What this task involves >> Among the entries below, one stretch runs from the line that contains "Query: girl's long hair" through the line that contains "Teacher note: locate the blue drawer". Repeat that stretch exactly, ends included, and only that.

Records for processing >>
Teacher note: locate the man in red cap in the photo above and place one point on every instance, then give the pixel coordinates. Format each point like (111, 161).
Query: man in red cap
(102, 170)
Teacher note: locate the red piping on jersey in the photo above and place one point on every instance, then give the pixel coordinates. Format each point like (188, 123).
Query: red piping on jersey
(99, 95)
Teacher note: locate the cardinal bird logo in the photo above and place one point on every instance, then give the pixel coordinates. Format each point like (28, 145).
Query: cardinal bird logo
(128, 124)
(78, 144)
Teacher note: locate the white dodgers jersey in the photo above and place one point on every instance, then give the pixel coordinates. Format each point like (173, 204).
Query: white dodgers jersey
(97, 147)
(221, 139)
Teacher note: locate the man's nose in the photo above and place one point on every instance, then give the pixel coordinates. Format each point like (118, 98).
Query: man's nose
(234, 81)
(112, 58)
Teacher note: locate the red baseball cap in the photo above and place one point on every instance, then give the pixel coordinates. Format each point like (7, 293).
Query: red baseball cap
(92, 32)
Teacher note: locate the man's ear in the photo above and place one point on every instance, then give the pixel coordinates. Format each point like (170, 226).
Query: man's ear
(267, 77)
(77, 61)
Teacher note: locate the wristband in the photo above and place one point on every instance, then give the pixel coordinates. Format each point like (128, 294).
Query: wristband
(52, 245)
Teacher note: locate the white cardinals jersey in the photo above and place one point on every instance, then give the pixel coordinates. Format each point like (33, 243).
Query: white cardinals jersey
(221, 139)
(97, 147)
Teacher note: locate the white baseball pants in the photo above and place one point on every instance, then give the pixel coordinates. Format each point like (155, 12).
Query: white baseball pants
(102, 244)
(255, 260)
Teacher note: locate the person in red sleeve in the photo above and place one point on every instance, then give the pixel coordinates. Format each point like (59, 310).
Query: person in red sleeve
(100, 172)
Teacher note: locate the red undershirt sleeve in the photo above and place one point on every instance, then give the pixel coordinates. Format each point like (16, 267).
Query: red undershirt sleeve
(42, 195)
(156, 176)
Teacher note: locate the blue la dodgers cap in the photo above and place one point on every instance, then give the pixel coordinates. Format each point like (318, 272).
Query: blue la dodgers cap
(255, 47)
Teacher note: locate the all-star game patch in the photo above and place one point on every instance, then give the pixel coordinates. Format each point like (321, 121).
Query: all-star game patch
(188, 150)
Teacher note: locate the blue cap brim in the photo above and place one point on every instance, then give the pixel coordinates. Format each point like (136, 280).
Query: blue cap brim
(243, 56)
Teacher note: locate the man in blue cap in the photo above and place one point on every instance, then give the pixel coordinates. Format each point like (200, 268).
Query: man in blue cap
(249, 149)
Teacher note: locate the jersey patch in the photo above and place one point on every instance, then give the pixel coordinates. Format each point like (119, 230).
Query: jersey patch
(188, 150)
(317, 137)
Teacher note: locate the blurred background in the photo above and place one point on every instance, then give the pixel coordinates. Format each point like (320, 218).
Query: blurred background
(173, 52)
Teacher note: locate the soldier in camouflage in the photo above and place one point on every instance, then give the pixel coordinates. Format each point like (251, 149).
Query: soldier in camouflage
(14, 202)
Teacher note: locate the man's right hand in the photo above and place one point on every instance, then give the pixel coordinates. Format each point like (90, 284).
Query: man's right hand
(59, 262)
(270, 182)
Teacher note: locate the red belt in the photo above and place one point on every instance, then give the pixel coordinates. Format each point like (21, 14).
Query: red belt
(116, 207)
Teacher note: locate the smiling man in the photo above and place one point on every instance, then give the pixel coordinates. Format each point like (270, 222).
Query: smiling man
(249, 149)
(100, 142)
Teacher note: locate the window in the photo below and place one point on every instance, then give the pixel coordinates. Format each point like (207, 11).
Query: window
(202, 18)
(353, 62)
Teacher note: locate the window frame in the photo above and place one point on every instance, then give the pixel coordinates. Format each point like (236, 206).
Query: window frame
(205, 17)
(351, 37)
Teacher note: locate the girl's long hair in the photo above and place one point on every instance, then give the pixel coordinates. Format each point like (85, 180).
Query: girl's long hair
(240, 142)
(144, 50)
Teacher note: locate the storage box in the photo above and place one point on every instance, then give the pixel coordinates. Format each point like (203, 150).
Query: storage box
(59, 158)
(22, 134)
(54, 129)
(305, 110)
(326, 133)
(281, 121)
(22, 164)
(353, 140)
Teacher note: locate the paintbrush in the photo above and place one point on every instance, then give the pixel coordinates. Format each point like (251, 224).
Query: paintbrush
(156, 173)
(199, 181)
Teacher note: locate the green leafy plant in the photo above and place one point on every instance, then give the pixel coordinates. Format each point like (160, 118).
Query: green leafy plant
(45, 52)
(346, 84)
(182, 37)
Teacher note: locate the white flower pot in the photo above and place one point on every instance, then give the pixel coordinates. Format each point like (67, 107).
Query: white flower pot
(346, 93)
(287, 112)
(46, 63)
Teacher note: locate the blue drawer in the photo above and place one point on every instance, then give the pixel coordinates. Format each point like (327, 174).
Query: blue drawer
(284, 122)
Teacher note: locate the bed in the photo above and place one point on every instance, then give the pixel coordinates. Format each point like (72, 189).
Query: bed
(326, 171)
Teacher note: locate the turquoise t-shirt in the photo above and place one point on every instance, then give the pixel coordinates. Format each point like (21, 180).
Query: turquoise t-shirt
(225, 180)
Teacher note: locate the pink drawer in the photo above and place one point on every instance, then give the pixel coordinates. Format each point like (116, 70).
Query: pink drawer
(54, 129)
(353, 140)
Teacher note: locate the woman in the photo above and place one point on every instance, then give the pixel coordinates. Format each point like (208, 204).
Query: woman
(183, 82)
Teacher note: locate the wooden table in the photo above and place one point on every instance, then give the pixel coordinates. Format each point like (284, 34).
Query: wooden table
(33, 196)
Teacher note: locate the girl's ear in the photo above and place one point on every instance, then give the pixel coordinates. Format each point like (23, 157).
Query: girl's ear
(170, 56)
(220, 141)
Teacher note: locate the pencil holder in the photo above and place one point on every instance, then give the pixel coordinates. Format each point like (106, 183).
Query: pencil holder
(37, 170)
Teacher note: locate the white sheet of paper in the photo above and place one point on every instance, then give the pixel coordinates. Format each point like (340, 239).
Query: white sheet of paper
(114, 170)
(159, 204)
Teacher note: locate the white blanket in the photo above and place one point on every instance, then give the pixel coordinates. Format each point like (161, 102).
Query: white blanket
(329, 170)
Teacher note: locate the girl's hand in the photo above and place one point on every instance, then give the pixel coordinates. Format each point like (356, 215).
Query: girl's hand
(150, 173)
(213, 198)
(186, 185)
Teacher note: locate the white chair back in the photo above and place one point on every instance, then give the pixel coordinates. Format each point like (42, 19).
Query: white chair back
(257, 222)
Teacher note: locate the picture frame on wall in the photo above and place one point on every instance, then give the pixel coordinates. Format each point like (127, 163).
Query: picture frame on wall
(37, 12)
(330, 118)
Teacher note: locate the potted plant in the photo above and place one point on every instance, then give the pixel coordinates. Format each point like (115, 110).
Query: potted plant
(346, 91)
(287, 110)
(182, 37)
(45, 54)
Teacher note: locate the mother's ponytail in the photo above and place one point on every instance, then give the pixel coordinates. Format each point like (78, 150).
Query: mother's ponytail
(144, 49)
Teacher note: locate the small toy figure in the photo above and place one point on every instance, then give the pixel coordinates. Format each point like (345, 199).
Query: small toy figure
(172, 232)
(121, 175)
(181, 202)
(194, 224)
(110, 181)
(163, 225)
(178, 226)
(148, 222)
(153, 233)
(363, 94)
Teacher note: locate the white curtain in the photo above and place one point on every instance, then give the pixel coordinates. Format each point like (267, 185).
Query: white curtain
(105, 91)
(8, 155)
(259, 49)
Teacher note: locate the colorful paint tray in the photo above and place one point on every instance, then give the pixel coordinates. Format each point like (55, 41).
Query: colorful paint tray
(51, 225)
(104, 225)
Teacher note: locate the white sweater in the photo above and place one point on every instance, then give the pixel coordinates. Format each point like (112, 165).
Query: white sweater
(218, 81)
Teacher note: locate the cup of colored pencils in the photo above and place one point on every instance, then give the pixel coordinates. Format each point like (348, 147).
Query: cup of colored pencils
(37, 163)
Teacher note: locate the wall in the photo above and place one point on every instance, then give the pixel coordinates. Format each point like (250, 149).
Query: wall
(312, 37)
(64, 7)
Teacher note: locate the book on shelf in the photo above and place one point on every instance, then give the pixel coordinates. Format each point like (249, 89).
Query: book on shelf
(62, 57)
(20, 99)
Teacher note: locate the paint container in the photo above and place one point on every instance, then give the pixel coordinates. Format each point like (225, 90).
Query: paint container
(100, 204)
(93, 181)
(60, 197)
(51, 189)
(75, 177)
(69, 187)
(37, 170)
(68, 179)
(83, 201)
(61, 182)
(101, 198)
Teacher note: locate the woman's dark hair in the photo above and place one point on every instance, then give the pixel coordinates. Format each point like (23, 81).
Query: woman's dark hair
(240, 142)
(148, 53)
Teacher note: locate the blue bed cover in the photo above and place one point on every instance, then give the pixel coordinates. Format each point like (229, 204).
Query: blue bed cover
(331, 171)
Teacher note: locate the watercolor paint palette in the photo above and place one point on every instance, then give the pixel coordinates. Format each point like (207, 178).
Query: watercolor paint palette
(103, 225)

Answer box >>
Query: girl's long hair
(240, 142)
(144, 50)
Teacher note: locate the storage box in the photo above and place one point on every instance, then give the pixel coordinates. Format each point like (203, 150).
Query: storage box
(59, 158)
(22, 134)
(54, 129)
(305, 110)
(326, 133)
(281, 121)
(22, 164)
(353, 140)
Teacher note: locate the paintbrush in the photo above and place one point on every instance, then give the pixel coordinates. Format each point like (251, 224).
Query: paintbrush
(156, 173)
(199, 181)
Teacher note: locate the green leafy plant in the photo above and place one point on every instance, then give the pixel coordinates. Format each point like (160, 118).
Query: green leafy plant
(45, 52)
(346, 84)
(182, 37)
Teacher note: locate the white flower pot in the photo above and place one point on every instance, then give the pixel coordinates. Format each point like (67, 107).
Query: white flower pot
(346, 93)
(287, 112)
(46, 63)
Teacher note: locate the blue drawer in the photo above and place one point on every instance, then give the pixel coordinates. Format each point like (327, 174).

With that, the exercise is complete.